-- Given request A --
Print the dinghy forum thread below word for word.

-- Text block --
>> Begin
# Dinghy - High-Pressure Inflatable Floor



## jorgenl (Aug 14, 2006)

I am just in the process of determining what type of dinghy I will buy.

Intended usage is on Chesapeake Bay during short term (weekend cruising).

I have a 30’ boat.

I have read thru all the old threads I could find about dinghies and cannot find the info I am looking for, hence the new thread.

I do not want an RIB (I think) because of limited space on foredeck. Right now I am looking at the following West Marine dinghies:

1. RU 3-Person Rollup Boat - $1,049.00
2. HP4 High-Pressure Inflatable Floor Sportboat $1,799.00
3. 4 Person Sportboat - SB4 Sportboat - $1,399.00

I am especially interested in pros and cons for alternative 2 and 3 as per above.

To the point:

It seems to me that it might be nice to have the High Pressure inflatable floor boat and not having to deal with floorboards? Is it worth an additional $400?

For the Outboard I am thinking Merc 3.5HP.

Thankful for and advice and opinion.


----------



## labatt (Jul 31, 2006)
>> End
(Excerpts of location labeling entries)
>> Begin
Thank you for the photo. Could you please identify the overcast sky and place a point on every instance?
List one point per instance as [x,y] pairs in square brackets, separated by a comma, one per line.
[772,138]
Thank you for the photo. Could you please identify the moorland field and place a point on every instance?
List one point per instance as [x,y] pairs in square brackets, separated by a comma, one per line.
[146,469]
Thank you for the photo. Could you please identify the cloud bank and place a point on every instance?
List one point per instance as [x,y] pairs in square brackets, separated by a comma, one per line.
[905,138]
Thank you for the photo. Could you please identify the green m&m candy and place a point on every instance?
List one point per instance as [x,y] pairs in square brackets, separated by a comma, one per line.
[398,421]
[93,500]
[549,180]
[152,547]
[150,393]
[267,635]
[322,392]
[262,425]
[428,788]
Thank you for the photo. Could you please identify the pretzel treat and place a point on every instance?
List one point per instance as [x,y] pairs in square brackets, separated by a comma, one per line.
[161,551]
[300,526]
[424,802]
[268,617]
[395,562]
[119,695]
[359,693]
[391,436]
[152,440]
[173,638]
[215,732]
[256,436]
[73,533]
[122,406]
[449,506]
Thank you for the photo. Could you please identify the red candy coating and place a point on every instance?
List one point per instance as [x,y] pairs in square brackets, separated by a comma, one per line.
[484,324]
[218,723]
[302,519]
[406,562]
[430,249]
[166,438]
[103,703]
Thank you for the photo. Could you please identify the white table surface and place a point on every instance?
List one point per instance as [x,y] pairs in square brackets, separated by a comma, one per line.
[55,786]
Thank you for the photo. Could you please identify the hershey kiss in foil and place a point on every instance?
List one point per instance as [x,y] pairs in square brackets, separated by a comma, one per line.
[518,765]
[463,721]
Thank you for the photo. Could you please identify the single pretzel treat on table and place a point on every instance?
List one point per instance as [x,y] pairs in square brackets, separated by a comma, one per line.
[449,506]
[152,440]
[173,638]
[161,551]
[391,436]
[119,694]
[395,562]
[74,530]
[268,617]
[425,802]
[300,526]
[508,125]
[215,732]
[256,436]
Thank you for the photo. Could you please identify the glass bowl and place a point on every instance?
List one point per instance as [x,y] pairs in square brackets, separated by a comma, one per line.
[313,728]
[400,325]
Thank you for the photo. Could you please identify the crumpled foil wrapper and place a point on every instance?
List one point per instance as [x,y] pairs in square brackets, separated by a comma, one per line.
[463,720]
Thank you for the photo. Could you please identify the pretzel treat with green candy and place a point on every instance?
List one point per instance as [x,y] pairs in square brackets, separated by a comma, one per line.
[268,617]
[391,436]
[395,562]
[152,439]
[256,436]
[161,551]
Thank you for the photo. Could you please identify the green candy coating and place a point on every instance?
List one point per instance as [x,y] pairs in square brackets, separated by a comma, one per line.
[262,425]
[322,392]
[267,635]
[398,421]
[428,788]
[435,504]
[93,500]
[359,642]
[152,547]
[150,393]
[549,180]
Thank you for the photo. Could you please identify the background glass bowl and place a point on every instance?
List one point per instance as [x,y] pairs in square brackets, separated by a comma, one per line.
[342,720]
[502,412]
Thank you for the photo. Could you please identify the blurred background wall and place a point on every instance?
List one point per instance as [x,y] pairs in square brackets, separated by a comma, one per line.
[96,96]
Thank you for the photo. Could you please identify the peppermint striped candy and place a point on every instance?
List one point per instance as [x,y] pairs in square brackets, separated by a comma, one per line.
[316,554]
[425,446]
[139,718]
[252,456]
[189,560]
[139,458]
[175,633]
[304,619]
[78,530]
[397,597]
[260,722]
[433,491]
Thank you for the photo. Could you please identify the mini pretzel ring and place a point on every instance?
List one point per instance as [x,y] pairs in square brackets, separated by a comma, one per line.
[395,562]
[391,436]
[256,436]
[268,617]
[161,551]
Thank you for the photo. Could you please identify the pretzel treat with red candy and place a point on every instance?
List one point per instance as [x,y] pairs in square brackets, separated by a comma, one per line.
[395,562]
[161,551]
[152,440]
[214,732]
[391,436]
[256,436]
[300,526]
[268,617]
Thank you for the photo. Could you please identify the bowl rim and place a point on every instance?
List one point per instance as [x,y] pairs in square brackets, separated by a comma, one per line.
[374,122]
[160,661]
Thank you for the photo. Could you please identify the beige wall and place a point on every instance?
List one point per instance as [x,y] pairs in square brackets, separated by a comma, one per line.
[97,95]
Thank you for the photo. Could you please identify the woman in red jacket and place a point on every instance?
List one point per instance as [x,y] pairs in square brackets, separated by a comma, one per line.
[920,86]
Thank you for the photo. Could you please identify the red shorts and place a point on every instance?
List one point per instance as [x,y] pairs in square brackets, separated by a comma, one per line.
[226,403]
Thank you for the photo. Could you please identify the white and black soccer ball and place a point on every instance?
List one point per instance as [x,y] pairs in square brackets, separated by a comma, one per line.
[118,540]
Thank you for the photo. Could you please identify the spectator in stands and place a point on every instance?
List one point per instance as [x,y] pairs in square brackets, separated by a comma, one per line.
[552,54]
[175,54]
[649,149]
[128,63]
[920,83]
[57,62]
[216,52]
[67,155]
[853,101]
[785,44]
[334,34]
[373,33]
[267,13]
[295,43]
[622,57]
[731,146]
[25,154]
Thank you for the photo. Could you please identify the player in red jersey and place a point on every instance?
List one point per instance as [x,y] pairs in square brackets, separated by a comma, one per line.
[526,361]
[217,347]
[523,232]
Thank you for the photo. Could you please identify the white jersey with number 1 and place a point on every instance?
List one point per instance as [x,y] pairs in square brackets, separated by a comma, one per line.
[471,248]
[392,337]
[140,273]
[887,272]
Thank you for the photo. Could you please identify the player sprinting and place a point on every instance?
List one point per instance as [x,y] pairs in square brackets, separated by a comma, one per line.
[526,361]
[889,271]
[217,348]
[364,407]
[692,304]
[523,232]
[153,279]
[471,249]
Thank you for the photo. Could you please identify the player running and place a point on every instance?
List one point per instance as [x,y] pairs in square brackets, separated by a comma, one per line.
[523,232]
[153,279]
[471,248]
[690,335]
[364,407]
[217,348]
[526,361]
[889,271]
>> End
-- Given request B --
In the entries, from the line with "running and place a point on every instance?" through the last line of the entries, substitute "athlete" for "player" and leave everything else unchanged. Return only those lines.

-- Exercise output A --
# Dinghy - High-Pressure Inflatable Floor



## jorgenl (Aug 14, 2006)

I am just in the process of determining what type of dinghy I will buy.

Intended usage is on Chesapeake Bay during short term (weekend cruising).

I have a 30’ boat.

I have read thru all the old threads I could find about dinghies and cannot find the info I am looking for, hence the new thread.

I do not want an RIB (I think) because of limited space on foredeck. Right now I am looking at the following West Marine dinghies:

1. RU 3-Person Rollup Boat - $1,049.00
2. HP4 High-Pressure Inflatable Floor Sportboat $1,799.00
3. 4 Person Sportboat - SB4 Sportboat - $1,399.00

I am especially interested in pros and cons for alternative 2 and 3 as per above.

To the point:

It seems to me that it might be nice to have the High Pressure inflatable floor boat and not having to deal with floorboards? Is it worth an additional $400?

For the Outboard I am thinking Merc 3.5HP.

Thankful for and advice and opinion.


----------



## labatt (Jul 31, 2006)

-- Exercise output B --
Thank you for the photo. Could you please identify the athlete running and place a point on every instance?
List one point per instance as [x,y] pairs in square brackets, separated by a comma, one per line.
[523,232]
[153,279]
[471,248]
[690,335]
[364,407]
[217,348]
[526,361]
[889,271]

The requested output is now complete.